■ EXTRAIT À LIRE
+ + + +

Transformé morphologiquement en grimpeur-rouleur, il n’oublie jamais ses facultés premières, comme en témoigne ce récital solitaire aux Jeux Olympiques de 2012, sur ses terres. Reléguant les meilleurs rouleurs de la planète au rang de sparring-partners, il avait tout bonnement écoeuré une concurrence qui ne sait jamais sur quel pied danser lorsque ce compétiteur né se présente au portillon de départ. Pour faire simple, Wiggins remporte ce qu’il veut quand il le désire, grâce à un travail en interne décrit comme révolutionnaire, mais également un moral d’acier. Le Tour de Californie ? Dans le mille. Remporter Paris-Roubaix ? Une déclaration osée, mais au final une neuvième place qui a mouché ses détracteurs. Renié par sa propre équipe, la Sky, qu’il a mené au septième ciel et vice-versa, lorsque son lieutenant de l’époque Chris Froome prend définitivement le dessus concernant les courses par étapes, alimentant tous les fantasmes sur Twitter à travers la guerre interposée des « femmes de » , c’est avec lucidité qu’il s’est exprimé après son effort marathonien de ce mercredi, remerciant en premier lieu « [s]a famille qui [m]’a beaucoup soutenu pendant l’été. » Sortant de deux étés vierges, et mis au ban d’un Tour de France partant du Yorkshire et séjournant au Royaume-Uni, Sir “Bradley” a prouvé sa noblesse d’esprit, en opérant un retour fracassant. Rassuré par un succès dans les rues de Londres il y a deux semaines, ses propres voyants personnels étaient au vert. Et c’est bien ce qui compte.

+ + + +

■ Étiquettes des points d’objet
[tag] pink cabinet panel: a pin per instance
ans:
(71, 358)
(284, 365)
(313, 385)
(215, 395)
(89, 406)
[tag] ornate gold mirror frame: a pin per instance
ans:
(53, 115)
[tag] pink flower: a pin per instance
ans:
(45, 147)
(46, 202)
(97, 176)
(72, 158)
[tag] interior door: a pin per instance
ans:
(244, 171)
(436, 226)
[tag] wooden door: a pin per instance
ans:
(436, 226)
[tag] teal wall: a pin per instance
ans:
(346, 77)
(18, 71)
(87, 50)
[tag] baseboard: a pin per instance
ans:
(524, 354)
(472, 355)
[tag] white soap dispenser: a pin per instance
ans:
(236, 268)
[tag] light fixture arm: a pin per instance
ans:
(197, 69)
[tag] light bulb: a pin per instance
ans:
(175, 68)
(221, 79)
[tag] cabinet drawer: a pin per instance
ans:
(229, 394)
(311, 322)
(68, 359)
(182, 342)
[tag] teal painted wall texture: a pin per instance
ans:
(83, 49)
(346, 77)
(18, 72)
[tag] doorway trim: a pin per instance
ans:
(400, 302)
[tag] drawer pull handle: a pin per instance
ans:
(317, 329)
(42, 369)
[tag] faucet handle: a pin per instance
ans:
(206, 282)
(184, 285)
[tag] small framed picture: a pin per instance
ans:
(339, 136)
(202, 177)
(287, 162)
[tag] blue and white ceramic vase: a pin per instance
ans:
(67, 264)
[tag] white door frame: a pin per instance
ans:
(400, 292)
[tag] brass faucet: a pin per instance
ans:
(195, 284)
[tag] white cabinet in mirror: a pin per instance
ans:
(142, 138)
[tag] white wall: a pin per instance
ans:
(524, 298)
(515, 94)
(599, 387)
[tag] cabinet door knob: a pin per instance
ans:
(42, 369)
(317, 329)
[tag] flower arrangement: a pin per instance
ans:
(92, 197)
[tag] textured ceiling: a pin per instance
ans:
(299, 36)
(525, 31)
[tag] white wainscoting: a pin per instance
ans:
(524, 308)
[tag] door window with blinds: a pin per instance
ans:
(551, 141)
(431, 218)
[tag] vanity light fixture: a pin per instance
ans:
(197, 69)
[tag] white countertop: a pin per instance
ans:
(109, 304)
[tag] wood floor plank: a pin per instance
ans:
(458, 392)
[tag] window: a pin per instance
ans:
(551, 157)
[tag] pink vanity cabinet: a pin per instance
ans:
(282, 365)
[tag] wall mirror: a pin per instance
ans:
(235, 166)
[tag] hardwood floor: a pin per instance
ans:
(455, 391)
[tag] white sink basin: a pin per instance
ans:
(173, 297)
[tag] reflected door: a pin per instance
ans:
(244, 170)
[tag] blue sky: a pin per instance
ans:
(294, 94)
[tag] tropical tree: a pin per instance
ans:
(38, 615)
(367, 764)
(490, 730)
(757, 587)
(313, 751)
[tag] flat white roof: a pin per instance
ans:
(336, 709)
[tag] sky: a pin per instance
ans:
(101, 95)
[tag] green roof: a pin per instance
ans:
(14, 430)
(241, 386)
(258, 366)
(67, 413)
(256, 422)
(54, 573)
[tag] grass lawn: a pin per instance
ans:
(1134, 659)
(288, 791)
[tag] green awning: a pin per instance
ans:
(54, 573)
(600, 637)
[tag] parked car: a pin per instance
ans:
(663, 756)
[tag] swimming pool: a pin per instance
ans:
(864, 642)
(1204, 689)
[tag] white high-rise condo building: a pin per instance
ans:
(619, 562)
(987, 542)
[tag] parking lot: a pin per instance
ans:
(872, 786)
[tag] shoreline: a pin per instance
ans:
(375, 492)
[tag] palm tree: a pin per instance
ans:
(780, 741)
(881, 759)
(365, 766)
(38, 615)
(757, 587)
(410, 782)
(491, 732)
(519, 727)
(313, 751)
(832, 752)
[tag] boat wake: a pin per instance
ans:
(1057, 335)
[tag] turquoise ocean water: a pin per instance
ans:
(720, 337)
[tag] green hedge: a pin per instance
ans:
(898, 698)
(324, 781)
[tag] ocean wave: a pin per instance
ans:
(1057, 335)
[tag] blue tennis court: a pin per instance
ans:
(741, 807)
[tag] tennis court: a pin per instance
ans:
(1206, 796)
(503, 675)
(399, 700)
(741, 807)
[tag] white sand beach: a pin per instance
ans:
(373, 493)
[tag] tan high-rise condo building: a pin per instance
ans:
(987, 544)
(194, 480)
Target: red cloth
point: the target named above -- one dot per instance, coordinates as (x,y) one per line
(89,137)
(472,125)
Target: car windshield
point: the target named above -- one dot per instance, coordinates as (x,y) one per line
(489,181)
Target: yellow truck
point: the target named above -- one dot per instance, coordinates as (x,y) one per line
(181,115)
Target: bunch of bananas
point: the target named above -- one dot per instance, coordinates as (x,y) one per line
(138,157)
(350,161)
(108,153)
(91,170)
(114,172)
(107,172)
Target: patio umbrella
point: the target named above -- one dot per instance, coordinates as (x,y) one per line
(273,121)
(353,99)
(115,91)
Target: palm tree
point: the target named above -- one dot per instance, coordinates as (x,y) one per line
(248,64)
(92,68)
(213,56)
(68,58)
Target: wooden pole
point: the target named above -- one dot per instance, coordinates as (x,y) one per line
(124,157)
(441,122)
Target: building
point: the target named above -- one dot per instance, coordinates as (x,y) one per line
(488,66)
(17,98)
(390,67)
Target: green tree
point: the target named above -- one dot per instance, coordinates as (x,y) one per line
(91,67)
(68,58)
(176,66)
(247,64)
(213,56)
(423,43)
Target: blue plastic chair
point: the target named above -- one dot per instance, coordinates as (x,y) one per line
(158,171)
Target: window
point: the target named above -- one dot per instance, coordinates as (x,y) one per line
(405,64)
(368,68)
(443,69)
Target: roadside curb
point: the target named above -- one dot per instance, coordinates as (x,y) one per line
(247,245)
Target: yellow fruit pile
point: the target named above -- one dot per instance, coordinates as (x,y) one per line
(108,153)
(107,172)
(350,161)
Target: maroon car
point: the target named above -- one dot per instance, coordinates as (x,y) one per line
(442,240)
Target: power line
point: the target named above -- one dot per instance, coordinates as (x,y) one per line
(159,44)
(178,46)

+ + + +

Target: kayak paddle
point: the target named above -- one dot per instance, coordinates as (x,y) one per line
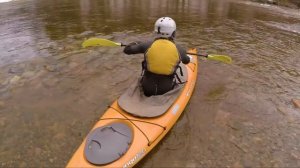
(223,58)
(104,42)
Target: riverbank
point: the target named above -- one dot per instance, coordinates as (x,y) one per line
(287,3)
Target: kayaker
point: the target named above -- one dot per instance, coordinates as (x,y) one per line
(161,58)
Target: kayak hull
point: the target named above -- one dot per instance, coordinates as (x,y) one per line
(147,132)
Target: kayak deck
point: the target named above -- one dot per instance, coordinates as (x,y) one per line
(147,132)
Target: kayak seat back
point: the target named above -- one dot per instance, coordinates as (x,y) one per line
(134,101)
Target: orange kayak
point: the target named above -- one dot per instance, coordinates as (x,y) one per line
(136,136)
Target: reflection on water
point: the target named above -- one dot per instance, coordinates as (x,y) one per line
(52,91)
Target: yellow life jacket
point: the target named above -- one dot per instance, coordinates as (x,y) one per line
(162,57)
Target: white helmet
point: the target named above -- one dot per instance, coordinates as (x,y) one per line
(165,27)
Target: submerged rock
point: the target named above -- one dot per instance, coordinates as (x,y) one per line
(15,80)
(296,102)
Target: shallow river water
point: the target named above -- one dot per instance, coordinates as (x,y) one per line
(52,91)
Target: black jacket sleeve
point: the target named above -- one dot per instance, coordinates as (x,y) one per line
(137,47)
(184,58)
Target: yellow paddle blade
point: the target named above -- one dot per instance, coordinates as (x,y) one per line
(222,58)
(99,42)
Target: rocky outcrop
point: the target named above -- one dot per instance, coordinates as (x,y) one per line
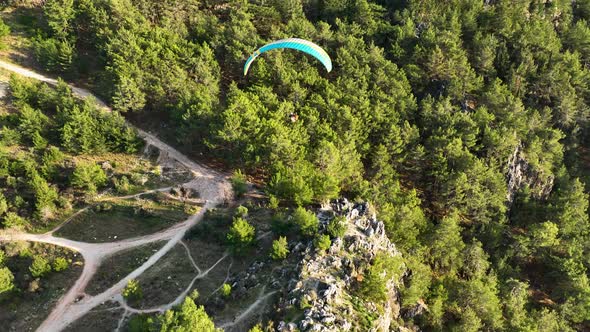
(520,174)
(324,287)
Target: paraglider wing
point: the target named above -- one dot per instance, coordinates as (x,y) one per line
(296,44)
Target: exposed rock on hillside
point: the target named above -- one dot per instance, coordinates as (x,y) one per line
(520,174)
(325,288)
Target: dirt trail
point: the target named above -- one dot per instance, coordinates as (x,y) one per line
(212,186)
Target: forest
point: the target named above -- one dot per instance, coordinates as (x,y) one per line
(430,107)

+ + + +

■ CONSIGNE
Reproduisez intégralement, sans la moindre modification, l’extrait sur Bradley Wiggins donné plus haut.

■ RÉSULTAT ATTENDU
Transformé morphologiquement en grimpeur-rouleur, il n’oublie jamais ses facultés premières, comme en témoigne ce récital solitaire aux Jeux Olympiques de 2012, sur ses terres. Reléguant les meilleurs rouleurs de la planète au rang de sparring-partners, il avait tout bonnement écoeuré une concurrence qui ne sait jamais sur quel pied danser lorsque ce compétiteur né se présente au portillon de départ. Pour faire simple, Wiggins remporte ce qu’il veut quand il le désire, grâce à un travail en interne décrit comme révolutionnaire, mais également un moral d’acier. Le Tour de Californie ? Dans le mille. Remporter Paris-Roubaix ? Une déclaration osée, mais au final une neuvième place qui a mouché ses détracteurs. Renié par sa propre équipe, la Sky, qu’il a mené au septième ciel et vice-versa, lorsque son lieutenant de l’époque Chris Froome prend définitivement le dessus concernant les courses par étapes, alimentant tous les fantasmes sur Twitter à travers la guerre interposée des « femmes de » , c’est avec lucidité qu’il s’est exprimé après son effort marathonien de ce mercredi, remerciant en premier lieu « [s]a famille qui [m]’a beaucoup soutenu pendant l’été. » Sortant de deux étés vierges, et mis au ban d’un Tour de France partant du Yorkshire et séjournant au Royaume-Uni, Sir “Bradley” a prouvé sa noblesse d’esprit, en opérant un retour fracassant. Rassuré par un succès dans les rues de Londres il y a deux semaines, ses propres voyants personnels étaient au vert. Et c’est bien ce qui compte.